*** STUDY MATERIAL ***

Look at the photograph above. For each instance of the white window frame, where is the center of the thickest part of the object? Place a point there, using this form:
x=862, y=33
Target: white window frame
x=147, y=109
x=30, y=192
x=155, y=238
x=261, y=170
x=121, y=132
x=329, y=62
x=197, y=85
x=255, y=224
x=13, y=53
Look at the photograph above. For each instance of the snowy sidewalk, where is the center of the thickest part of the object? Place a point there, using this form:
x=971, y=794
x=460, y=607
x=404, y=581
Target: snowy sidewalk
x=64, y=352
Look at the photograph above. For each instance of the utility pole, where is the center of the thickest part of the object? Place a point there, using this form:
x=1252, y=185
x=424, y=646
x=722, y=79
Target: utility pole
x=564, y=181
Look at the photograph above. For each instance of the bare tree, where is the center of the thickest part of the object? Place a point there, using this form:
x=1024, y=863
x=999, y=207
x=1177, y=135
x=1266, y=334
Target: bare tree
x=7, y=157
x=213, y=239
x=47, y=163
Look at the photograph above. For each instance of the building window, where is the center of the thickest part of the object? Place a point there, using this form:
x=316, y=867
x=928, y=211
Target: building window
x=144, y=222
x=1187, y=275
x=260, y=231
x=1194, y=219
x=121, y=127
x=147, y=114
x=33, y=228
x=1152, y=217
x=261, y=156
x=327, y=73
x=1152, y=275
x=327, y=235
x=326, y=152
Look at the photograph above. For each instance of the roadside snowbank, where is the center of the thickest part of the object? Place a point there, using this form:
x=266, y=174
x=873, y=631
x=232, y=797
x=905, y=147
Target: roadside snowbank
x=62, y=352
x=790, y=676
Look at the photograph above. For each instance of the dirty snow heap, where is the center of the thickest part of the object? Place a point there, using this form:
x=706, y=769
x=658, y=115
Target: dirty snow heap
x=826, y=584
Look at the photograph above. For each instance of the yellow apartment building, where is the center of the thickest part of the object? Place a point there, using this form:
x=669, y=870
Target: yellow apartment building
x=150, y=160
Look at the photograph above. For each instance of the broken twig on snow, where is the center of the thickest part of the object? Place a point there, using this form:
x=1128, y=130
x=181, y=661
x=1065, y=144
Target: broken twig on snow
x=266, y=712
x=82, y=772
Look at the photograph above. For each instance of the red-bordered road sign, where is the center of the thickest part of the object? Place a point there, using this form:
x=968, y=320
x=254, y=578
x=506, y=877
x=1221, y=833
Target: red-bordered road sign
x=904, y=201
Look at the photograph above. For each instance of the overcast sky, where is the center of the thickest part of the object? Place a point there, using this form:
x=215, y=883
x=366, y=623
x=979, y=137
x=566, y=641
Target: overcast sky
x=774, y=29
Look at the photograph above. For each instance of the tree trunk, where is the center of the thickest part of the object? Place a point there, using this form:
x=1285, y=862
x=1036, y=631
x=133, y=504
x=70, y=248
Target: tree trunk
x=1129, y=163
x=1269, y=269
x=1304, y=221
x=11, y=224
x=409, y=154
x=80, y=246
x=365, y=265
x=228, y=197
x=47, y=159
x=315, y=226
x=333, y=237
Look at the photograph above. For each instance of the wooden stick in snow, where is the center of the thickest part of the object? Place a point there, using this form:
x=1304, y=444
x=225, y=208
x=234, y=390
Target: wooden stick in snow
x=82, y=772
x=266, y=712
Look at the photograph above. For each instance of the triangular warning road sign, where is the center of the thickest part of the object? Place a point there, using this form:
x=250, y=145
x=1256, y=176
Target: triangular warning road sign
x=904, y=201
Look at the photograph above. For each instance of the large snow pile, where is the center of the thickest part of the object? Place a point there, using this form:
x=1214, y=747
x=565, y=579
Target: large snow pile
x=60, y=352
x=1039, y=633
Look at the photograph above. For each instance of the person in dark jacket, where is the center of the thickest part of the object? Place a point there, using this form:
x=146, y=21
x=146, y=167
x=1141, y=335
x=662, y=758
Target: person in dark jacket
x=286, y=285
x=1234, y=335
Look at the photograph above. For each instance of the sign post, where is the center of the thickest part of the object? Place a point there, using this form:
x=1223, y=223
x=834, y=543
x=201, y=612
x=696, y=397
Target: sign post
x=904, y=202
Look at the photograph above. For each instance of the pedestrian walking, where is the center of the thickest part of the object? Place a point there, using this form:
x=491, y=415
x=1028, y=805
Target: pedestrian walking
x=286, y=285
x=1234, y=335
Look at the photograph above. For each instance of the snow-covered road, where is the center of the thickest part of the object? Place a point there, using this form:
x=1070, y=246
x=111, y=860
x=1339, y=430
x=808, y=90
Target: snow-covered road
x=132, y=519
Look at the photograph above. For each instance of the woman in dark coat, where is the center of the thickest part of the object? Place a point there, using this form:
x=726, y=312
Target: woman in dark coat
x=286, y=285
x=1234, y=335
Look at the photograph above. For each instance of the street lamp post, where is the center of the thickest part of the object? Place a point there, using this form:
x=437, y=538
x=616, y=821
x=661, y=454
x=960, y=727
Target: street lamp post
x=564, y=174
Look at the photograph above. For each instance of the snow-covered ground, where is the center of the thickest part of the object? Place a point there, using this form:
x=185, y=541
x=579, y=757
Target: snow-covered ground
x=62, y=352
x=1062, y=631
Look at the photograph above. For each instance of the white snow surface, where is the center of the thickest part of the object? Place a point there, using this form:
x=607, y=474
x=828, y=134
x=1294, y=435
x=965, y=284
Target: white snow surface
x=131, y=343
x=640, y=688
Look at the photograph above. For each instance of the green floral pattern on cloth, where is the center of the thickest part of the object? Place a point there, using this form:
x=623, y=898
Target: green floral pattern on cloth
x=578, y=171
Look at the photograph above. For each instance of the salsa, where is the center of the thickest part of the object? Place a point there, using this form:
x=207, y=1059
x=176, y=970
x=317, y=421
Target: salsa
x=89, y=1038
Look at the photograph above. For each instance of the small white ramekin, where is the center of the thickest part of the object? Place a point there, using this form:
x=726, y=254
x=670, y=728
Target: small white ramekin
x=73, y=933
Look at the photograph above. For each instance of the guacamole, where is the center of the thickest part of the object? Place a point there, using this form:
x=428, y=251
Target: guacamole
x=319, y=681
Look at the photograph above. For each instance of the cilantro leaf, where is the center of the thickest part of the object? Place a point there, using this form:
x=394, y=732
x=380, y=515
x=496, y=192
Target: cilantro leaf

*** End of STUDY MATERIAL ***

## WHAT TO DO
Reproduce every line of the data so that nothing differs from the original.

## SOLUTION FOR THIS EXERCISE
Look at the photograph above. For each instance of the white window frame, where is the center of the thickest part of the object? Place a point there, using this form:
x=862, y=33
Target: white window frame
x=147, y=109
x=30, y=192
x=155, y=238
x=261, y=170
x=121, y=132
x=329, y=62
x=197, y=85
x=255, y=224
x=13, y=53
Look at the photograph above. For each instance of the snowy sidewalk, where is the center of the thickest part of the object? Place a point there, using this form:
x=971, y=794
x=460, y=607
x=404, y=581
Target: snowy sidewalk
x=64, y=352
Look at the photograph above. For each instance of the utility pole, where is the center of the thickest part of the object? Place a point there, using this form:
x=1252, y=185
x=424, y=646
x=722, y=79
Target: utility pole
x=564, y=181
Look at the photograph above. For each instance of the bare tree, where is the center of the thickest part of the object? Place a point there, using this form:
x=1024, y=863
x=999, y=207
x=1177, y=135
x=1266, y=334
Target: bare tree
x=7, y=157
x=213, y=239
x=47, y=163
Look at the photograph above. For each instance of the building window, where is the center of the thickest part of the object? Place a point there, using this form:
x=316, y=867
x=928, y=211
Target: building window
x=144, y=222
x=1187, y=275
x=260, y=231
x=1194, y=219
x=121, y=127
x=147, y=114
x=33, y=228
x=1152, y=217
x=261, y=156
x=327, y=73
x=1152, y=275
x=327, y=235
x=326, y=152
Look at the photograph above. For each instance of the roadside snowbank, where is the center of the thickest part of the object? Place a point there, using this form:
x=266, y=174
x=873, y=631
x=232, y=797
x=905, y=147
Target: roadside snowbank
x=62, y=352
x=790, y=676
Look at the photograph above. For each instance of the dirty snow heap, where is the center of the thickest part of the object? Place a point there, using this form:
x=706, y=769
x=658, y=115
Target: dirty snow heap
x=826, y=584
Look at the photograph above. For each instance of the yellow apartment building, where is the center of the thickest part of the object? Place a point there, using this form:
x=669, y=870
Target: yellow apartment building
x=150, y=160
Look at the photograph above. For each instance of the broken twig on snow, where is the center of the thickest part of the object? Place a point there, using this form:
x=1128, y=130
x=181, y=661
x=1065, y=144
Target: broken twig on snow
x=266, y=712
x=82, y=772
Look at the photograph above. For each instance of the red-bordered road sign, where is the center of the thickest part of the object? Place a point there, using this form:
x=968, y=320
x=254, y=578
x=506, y=877
x=1221, y=833
Target: red-bordered road sign
x=904, y=201
Look at the photograph above. For each instance of the overcast sky, where is the center of the thickest part of the object? Place a point there, using this form:
x=215, y=883
x=366, y=623
x=979, y=137
x=566, y=641
Target: overcast sky
x=774, y=29
Look at the photograph above. For each instance of the tree trunk, where is the center of the thickest part of the object? Place a point there, using this form:
x=1285, y=862
x=1036, y=631
x=133, y=504
x=70, y=248
Target: tree trunk
x=1129, y=163
x=1269, y=269
x=1304, y=221
x=11, y=224
x=409, y=154
x=80, y=246
x=365, y=265
x=228, y=197
x=47, y=159
x=315, y=226
x=333, y=237
Look at the photograph above. For each instance of the wooden stick in snow, where is the center of the thickest part of the object? Place a point there, using this form:
x=1304, y=444
x=225, y=208
x=234, y=390
Target: wooden stick in snow
x=82, y=772
x=266, y=712
Look at the photograph above. For each instance of the triangular warning road sign, where is the center of the thickest part of the object? Place a point there, using this form:
x=250, y=145
x=1256, y=176
Target: triangular warning road sign
x=904, y=201
Look at the photograph above. For each instance of the large snow pile, where is the center of the thickest part of the object? Place a point there, using this form:
x=1214, y=747
x=565, y=579
Target: large snow pile
x=60, y=352
x=1039, y=633
Look at the photograph above. For each instance of the person in dark jacket, where is the center of the thickest part of the object? Place a point there, using this form:
x=146, y=21
x=146, y=167
x=1141, y=335
x=662, y=758
Target: person in dark jacket
x=286, y=285
x=1234, y=335
Look at the photograph above. For each instance of the sign post, where is the center of the thickest part of the object? Place a point there, using this form:
x=1223, y=223
x=834, y=543
x=201, y=612
x=696, y=397
Target: sign post
x=904, y=202
Look at the photograph above. For each instance of the pedestrian walking, where is the center of the thickest part of the object? Place a point there, using this form:
x=491, y=415
x=1028, y=805
Target: pedestrian walking
x=286, y=285
x=1234, y=335
Look at the photograph above. For each instance of the snow-covered road, where is the center of the thickest part of the object? Place a point there, using this form:
x=1070, y=246
x=111, y=860
x=1339, y=430
x=808, y=90
Target: snow-covered road
x=132, y=519
Look at the photograph above. For each instance of the woman in dark coat, where is the center of the thickest part of the object? Place a point there, using this form:
x=726, y=312
Target: woman in dark coat
x=286, y=285
x=1234, y=335
Look at the photograph above. For each instance of the street lamp post, where is the center of the thickest part of the object? Place a point there, using this form:
x=437, y=538
x=616, y=821
x=661, y=454
x=960, y=727
Target: street lamp post
x=564, y=174
Look at the photograph above. For each instance of the snow-covered ground, where is the center of the thickest part of the object? Place a point there, using this form:
x=185, y=541
x=579, y=757
Target: snow-covered ground
x=62, y=352
x=1062, y=631
Look at the photograph above. For each instance of the white snow surface, where is the center of the thickest part of the object? Place a point there, using this form:
x=607, y=474
x=828, y=134
x=1294, y=435
x=965, y=284
Target: white snow surface
x=131, y=343
x=640, y=688
Look at the photograph above. For each instance of the green floral pattern on cloth, where is the center of the thickest part of the object? Place a point there, using this form:
x=623, y=898
Target: green floral pattern on cloth
x=578, y=171
Look at the photograph above. For each instance of the salsa, where is the center of the thickest part of the object? Place a point there, using this form:
x=207, y=1059
x=176, y=970
x=317, y=421
Target: salsa
x=89, y=1038
Look at the photograph above. For each instance of the small white ramekin, where is the center of the thickest part of the object? Place a point there, using this form:
x=726, y=254
x=670, y=728
Target: small white ramekin
x=73, y=933
Look at the photograph above. For each instance of the guacamole, where is the center of the thickest part of the object? Place a point there, using this form:
x=428, y=251
Target: guacamole
x=319, y=681
Look at the photograph above. For each instance of the cilantro leaf, where is the center of the thickest part of the object? Place a point there, using this form:
x=394, y=732
x=380, y=515
x=496, y=192
Target: cilantro leaf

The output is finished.